Given passage

◇ ◇ ◇ ◇ ◇ ◇ ◇

Come, every frustum longs to be a cone,
And every vector dreams of matrices.
Hark to the gentle gradient of the breeze:
It whispers of a more ergodic zone.

In Riemann, Hilbert or in Banach space
Let superscripts and subscripts go their ways.
Our asymptotes no longer out of phase,
We shall encounter, counting, face to face.

Thou'lt tell me all the constants of thy love;
And so we two shall all love's lemmas prove,
And in our bound partition never part.

For what did Cauchy know, or Christoffel,
Or Fourier, or any Boole or Euler,
Wielding their compasses, their pens and rulers,
Of thy supernal sinusoidal spell?

Cancel me not -- for what then shall remain?
Abscissas, some mantissas, modules, modes,
A root or two, a torus and a node:
The inverse of my verse, a null domain.

Ellipse of bliss, converse, O lips divine!
The product of our scalars is defined!
Cyberiad draws nigh, and the skew mind
cuts capers like a happy haversine.

I see the eigenvalue in thine eye,
I hear the tender tensor in thy sigh.

◇ ◇ ◇ ◇ ◇ ◇ ◇

Material
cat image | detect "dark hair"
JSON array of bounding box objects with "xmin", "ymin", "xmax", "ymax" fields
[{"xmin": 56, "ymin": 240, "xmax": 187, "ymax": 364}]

◇ ◇ ◇ ◇ ◇ ◇ ◇

What this task involves
Set down, word for word, the part of the love poem above starting at "Ellipse of bliss, converse, O" and ending at "in thy sigh.".

The solution
Ellipse of bliss, converse, O lips divine!
The product of our scalars is defined!
Cyberiad draws nigh, and the skew mind
cuts capers like a happy haversine.

I see the eigenvalue in thine eye,
I hear the tender tensor in thy sigh.